··· Textauszug ···

"Good evening Ladies and Gentlemen, Boys and girls. I’m about to take you on a journey. This month in Red Bull TV." Red Bull ist das Paradebeispiel für Content Marketing. Das Unternehmen verkauft nicht mehr nur ein Getränk, es verkauft Erlebnisse. "Fight the Elements in the hardest Sailing Competition in the world. Volvo Ocean Race. Life at the extreme on tuesday.”
Abenteuer, Freiheit, Adrenalin, so lautet die Botschaft. Um diese Botschaft zu verbreiten, feuert das Unternehmen aus allen Kanälen: TV, Print und Online. Die Inhalte sind hochwertig und aufwendig produziert - die Marke Red Bull taucht dabei dezent auf. "Werbung durch die Hintertür", nennt Lutz Frühbrodt das. Er leitet den Studiengang Fachjournalismus und Unternehmenskommunikation an der Hochschule Würzburg-Schweinfurt.
"Content Marketing ist Marketing mit journalistischen Mitteln. Wie erreiche ich den Kunden?, ist die Frage beim Content Marketing. Hierbei sind die werbetreibenden Marketers auf die Idee gekommen, die Kunden mit werthaltigen, wie sie es nennen, Inhalten zu locken und zu ködern."
"Mit den gleichen Tugenden, die sich im Journalismus ziemen"
"Das, was wir hier tun ist, dass wir den Journalismus in den Dienst einer Sache stellen und mit den gleichen Tugenden, die sich im Journalismus nun mal ziemen, arbeiten für ein Marke. Das heißt nicht, dass wir versteckte Presse betreiben. Das heißt nicht, dass wir versteckte Werbung betreiben", kontert Marius Darschin.
Darschin ist Leiter Content Strategie bei Territory. Die Content Agentur Territory wurde im Mai gegründet und gehört zu Gruner + Jahr. In einer kürzlich in den USA. erschienenen Studie gaben über die Hälfte der Befragten an, dass sie ihre Online-Aktivitäten einschränken, weil sie die Werbung dort zunehmend nervt. Ähnliches gilt für TV und Print: wegzappen, umblättern.
"Wir sehen immer mehr, dass die Menschen das boykottieren und sich immer mehr davon abgestoßen fühlen. Wir sehen aber, dass die Menschen immer da zuhören wo es um Themen, die sie interessieren, wo sie relevante Themen finden."
Konzerne setzen auf eigene Plattformen
Der Trend geht deswegen in Richtung "Owned"-Media. Konzerne setzen auf eigene Plattformen. So bringen sie ihre Geschichten, ihre Produkte also, direkt zum Kunden. Content Marketing sei nichts anderes als interessengeleitete Kommunikation und deswegen eben kein Journalismus. Etwas überspitzt bezeichnet Frühbrodt das als Pseudojournalismus. In Hamburg kann Darschin mit dem Begriff wenig anfangen.

···

:: Deine Aufgaben ::
a – Wiederhole wörtlich den Abschnitt des Textes über Content Marketing, der mit den Worten „Darschin ist Leiter“ beginnt und mit „Print: wegzappen, umblättern.“ endet.
b – Welche Begründung nennt der Text über Content Marketing dafür, dass Content Marketing kein Journalismus sei?
Das anschließende Material steht in keinem Zusammenhang mit dem Text über Content Marketing.

··· Bereitgestellte Daten ···

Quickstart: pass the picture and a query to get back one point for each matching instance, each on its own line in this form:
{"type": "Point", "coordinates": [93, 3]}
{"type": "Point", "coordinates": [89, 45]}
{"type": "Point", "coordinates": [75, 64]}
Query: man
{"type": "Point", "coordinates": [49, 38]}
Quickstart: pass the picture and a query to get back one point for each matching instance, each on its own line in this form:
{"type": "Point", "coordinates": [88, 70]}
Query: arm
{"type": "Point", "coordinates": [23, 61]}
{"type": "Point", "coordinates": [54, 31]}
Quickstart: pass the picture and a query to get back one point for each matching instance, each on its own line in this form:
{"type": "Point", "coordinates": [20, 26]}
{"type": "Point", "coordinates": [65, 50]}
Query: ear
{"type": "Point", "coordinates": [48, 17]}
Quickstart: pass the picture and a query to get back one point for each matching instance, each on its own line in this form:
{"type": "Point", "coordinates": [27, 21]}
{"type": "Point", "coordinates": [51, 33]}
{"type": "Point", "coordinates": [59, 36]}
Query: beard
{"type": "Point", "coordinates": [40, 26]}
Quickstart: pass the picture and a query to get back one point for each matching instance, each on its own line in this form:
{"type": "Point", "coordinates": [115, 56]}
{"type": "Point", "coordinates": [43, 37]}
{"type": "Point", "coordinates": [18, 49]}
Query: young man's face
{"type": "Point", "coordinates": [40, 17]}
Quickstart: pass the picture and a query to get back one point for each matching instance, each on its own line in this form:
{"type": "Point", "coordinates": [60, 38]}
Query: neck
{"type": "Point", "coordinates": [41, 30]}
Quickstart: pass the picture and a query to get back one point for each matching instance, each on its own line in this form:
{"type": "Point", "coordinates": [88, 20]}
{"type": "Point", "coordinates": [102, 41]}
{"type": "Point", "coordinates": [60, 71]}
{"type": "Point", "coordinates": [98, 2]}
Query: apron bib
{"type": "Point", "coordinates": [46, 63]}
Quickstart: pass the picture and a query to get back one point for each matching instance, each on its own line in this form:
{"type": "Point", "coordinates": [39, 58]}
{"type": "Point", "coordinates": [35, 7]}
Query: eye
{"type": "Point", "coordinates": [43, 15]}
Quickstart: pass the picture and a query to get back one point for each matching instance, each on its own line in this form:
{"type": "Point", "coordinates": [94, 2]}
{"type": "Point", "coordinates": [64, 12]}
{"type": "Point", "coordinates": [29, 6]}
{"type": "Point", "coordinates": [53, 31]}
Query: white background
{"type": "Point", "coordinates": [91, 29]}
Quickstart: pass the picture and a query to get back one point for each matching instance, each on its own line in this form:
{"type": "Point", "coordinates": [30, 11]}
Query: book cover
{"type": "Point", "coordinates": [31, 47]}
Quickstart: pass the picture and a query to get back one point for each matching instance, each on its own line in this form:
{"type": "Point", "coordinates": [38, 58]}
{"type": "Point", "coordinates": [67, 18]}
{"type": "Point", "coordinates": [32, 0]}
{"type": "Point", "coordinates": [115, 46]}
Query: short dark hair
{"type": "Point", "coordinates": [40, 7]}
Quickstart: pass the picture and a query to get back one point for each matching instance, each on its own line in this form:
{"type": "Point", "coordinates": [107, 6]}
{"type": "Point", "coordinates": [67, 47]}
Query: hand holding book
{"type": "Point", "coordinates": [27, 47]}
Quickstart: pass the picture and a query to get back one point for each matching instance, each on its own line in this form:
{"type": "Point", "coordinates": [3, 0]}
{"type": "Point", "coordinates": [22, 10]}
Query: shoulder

···

:: Gelöste Aufgaben ::
a –
Darschin ist Leiter Content Strategie bei Territory. Die Content Agentur Territory wurde im Mai gegründet und gehört zu Gruner + Jahr. In einer kürzlich in den USA. erschienenen Studie gaben über die Hälfte der Befragten an, dass sie ihre Online-Aktivitäten einschränken, weil sie die Werbung dort zunehmend nervt. Ähnliches gilt für TV und Print: wegzappen, umblättern.

b – Content Marketing sei nichts anderes als interessengeleitete Kommunikation und deshalb kein Journalismus.